> [Directions]:
(1) In the blog post about subjects for poetry, rewrite everything from "Anonymous said..." down to "Adrian Slatcher said...", swapping "grow a little" for "learn a little".
(2) Sum up the blog post about subjects for poetry in two sentences.

> [Document passage]:
──────────────────────────────
Tuesday, August 17, 2010

Subjects for Poetry

Imagine you are an anthologist. The subject could be anything (and has been anything, I've seen anthologies for therapy, books of beasts, poetry about cinema...the list goes on), where do you start - with the poems or the idea?

Anthologies of nature poetry, religious poetry, poetry about children, poetry about death... these would probably be easy subjects, with most poets having written about most of these subjects over the years, and some poets being "specialist" nature poets or religious poets or whatever. A sensible anthologist might pitch a "poems of the city" book, (I'm sure there is one), but what about "poems about Manchester" (I'm not sure one's yet appeared, despite the number of poets based here - passing through here)?

As a writer you don't always choose your subjects, but sometimes your subjects choose you. In the collection I've got coming out shortly there are a number of "subject" poems (not all poems are so easily categorised) - a poem about the cinema ("Cinema"), a poem about festivals ("Festival Season"), and a poem about American literature ("Love and Death in the American Novel.") I'm not always that literal, and I'm not sure poets generally are.

I can't imagine writing a book of elegies, or love poems or nature poems, though I'm fond of the sequence and the longer poem. I admire writers who can focus their poetry on a particular subject, but I'm not sure I always like that approach, unless the poetry stands up to it. Prizes seem to be often won by themed collections - and a poet who manages the difficult trick of extracting a whole collection from a subject (even one as strong as love or death) probably wins them for having achieved this particularly difficult challenge. But a poem can also be a stand-alone object. Looking at recent poems I've written one about Cyprus (after going there) and one about Indonesia (after reading a newspaper article). It seems that there's always an element of chance, just as there was for Larkin when he caught a train journey safe one Whitsun, seeing the weddings taking place en route. Perhaps a poet has a keen antennae for the poetic subject, as well as the poetic image...and it can be a Georgian Techno Star (Don Paterson) or an inconsiderate snipping of a woman's hair (Alexander Pope).


Anonymous said...

Okay... I just wish you would stop going on as if you know everything, and you have gone through all the things that your blog almost scream at you to do.

Experience things, grow a little, then post.

No Arrogant people please.

Adrian Slatcher said...

I have no idea what you are talking about.
──────────────────────────────
> [Provided data]:
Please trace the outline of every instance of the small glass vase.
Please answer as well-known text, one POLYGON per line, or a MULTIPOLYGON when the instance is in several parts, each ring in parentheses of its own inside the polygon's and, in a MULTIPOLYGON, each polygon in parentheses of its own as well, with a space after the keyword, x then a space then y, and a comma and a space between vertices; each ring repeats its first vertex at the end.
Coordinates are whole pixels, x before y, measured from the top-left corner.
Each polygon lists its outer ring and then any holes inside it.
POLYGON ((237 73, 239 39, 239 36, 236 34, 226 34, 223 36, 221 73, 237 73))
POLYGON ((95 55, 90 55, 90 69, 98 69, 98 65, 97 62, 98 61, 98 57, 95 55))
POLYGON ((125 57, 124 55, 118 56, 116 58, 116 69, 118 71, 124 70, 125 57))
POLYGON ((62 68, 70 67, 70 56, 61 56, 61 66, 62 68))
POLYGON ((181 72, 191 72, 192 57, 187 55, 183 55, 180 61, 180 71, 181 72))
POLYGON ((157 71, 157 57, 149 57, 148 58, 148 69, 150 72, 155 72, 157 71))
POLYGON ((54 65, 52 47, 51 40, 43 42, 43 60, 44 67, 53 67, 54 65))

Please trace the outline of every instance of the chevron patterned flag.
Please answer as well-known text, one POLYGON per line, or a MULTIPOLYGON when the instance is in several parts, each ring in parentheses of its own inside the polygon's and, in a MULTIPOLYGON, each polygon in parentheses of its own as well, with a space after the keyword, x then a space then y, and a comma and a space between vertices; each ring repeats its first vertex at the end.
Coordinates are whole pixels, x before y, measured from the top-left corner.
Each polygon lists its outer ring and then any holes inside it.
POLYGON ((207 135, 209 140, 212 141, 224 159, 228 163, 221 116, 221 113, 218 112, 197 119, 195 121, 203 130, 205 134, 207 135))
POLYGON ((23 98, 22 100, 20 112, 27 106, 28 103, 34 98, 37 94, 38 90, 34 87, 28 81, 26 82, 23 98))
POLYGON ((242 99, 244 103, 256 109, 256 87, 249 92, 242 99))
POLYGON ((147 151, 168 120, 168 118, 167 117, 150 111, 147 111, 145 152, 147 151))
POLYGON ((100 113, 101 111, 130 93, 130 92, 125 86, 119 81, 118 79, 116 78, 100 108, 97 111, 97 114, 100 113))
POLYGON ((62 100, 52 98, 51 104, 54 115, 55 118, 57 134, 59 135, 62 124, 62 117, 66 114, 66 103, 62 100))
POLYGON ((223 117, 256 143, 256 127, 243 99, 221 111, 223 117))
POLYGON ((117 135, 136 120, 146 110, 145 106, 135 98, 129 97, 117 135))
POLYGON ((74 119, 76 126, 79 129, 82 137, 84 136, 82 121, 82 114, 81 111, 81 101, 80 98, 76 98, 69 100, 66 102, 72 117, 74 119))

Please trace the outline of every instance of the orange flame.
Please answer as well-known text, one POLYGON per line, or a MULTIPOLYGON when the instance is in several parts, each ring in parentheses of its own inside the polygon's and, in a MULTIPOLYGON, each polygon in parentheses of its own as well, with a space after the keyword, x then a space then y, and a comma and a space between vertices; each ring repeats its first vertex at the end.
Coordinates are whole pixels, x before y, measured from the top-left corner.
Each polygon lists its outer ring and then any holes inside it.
──────────────────────────────
> [Exercise answers]:
(1)
Anonymous said...

Okay... I just wish you would stop going on as if you know everything, and you have gone through all the things that your blog almost scream at you to do.

Experience things, learn a little, then post.

No Arrogant people please.

Adrian Slatcher said...

(2) The post asks whether an anthologist starts with the poems or the idea, noting that subjects like nature, religion or death would be easy, while a book of "poems about Manchester" may not have appeared yet. The writer says subjects sometimes choose the poet and admires poets who can build a whole themed collection, though not always liking that approach, and sees an element of chance in finding a subject, as with Larkin's Whitsun train journey.